LESETEXT:
Gottes Reich zuerst (Eph 5 8-14)

Unseren Gottesdienst vom 8. Sonntag nach Trinitatis zum Nachhören finden Sie für vier Wochen hier.

Die Vision vom Frieden Gottes
der Traum vom Zion
von dem das Licht der Welt ausgeht
Aus Jerusalem kommt, wonach wir uns sehnen.
Gottes Licht strahlt vom Berge Zion.

Lebt als Kinder des Lichts;
die Frucht des Lichts
ist lauter Güte und Gerechtigkeit und Wahrheit.
Epheser 5,8b.9

***
Gestern war in den Nachrichten zu hören: Koblenz ist die Großstadt in Deutschland mit den meisten erfassten Straftaten je Einwohner im vergangenen Jahr. Doch eigentlich sei es Bremen gefolgt von Hannover, Berlin, Bremerhaven und Halle.

„Eigentlich“ bedeutet:
Koblenz hat im vergangenen Jahr eine Aktion gegen Graffiti gestartet, was mehrere tausend Anzeigen zur Folge hatte. Ohne diese Graffiti-Straftaten läge Koblenz im Mittelfeld der Statistik.

Graffitis sind ja für Ordnungsliebende, Hausbesitzer oder Toilettenreinigungskräfte eine sorgenfaltentreibende Zumutung. Denn sie kosten Nerven, Zeit, Kraft und oft sehr viel Geld, will man sie wieder entfernen oder entfernen lassen.

GESPEICHERTE DATEN:
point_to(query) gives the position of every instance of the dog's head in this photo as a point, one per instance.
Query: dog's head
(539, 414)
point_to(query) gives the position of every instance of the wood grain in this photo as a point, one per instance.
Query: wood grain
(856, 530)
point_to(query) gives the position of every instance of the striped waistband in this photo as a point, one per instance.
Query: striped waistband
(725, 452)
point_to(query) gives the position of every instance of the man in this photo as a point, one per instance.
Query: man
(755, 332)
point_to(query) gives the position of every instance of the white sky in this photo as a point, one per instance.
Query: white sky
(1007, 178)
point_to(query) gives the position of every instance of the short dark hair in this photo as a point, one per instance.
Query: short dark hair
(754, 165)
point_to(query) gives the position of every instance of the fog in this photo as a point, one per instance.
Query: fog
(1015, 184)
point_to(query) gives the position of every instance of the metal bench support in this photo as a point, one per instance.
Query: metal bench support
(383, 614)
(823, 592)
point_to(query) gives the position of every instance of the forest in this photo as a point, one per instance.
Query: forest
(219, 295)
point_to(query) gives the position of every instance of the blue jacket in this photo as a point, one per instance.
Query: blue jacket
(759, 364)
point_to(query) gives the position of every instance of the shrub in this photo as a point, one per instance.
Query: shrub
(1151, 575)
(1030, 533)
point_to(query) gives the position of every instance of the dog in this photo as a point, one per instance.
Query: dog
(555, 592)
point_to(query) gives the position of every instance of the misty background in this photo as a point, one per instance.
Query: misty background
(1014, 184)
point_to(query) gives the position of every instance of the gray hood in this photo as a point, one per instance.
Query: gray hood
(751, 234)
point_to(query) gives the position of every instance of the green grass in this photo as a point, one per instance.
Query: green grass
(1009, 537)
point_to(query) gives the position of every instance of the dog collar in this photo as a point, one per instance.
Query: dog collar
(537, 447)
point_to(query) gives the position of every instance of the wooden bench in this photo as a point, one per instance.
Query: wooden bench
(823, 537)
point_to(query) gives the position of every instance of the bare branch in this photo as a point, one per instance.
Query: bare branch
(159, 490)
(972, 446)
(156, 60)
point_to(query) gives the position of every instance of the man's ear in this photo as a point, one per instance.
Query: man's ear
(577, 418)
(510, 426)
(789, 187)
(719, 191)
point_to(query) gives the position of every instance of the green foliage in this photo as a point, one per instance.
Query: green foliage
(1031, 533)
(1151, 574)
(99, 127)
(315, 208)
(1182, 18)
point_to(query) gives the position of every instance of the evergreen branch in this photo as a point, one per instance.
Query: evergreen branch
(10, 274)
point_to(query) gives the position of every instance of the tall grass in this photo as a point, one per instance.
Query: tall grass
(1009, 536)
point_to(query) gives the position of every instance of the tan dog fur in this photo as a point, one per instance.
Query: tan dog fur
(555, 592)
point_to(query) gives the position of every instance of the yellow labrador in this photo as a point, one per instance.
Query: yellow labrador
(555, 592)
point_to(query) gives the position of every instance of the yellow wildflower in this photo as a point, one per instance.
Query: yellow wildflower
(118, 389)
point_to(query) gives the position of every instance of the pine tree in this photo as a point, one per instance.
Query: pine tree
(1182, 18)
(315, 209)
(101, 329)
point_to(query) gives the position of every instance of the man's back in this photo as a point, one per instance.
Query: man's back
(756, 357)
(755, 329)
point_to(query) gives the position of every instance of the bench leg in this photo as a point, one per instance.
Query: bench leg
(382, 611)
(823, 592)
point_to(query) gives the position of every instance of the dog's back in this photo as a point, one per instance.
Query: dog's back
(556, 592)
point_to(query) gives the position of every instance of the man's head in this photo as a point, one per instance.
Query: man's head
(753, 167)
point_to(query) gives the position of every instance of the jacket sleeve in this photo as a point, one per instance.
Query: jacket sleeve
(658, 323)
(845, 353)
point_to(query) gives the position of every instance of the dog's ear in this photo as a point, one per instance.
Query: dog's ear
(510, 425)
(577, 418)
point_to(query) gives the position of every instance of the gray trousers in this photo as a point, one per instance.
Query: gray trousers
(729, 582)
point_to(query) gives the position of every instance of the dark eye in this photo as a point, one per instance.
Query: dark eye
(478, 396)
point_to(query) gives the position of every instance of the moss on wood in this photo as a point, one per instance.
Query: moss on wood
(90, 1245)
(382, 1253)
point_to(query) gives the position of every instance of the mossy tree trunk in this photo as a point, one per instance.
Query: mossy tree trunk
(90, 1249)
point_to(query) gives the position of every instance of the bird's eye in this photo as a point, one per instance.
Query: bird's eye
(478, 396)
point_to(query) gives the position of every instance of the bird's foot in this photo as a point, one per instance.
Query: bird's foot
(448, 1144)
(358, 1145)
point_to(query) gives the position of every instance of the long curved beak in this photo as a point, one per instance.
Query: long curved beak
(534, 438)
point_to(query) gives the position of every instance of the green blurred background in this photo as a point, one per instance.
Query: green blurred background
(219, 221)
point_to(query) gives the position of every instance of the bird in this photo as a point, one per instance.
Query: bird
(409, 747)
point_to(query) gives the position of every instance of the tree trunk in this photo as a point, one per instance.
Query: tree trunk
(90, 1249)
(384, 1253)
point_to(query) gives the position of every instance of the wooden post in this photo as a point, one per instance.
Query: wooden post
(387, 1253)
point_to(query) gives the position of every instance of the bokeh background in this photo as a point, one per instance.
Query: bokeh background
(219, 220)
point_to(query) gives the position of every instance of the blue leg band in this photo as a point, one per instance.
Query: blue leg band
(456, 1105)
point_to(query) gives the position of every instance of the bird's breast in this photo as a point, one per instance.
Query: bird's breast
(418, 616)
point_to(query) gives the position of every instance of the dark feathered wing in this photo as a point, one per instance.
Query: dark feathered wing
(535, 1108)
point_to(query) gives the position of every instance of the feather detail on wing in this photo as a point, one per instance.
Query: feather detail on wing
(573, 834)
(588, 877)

AUFGABENSTELLUNG: Zähle alle Städte auf, die der Lesetext im Zusammenhang mit der Statistik der erfassten Straftaten je Einwohner nennt. Die Einträge stammen aus einer anderen Quelle als der Lesetext.

ERGEBNIS: Koblenz, Bremen, Hannover, Berlin, Bremerhaven, Halle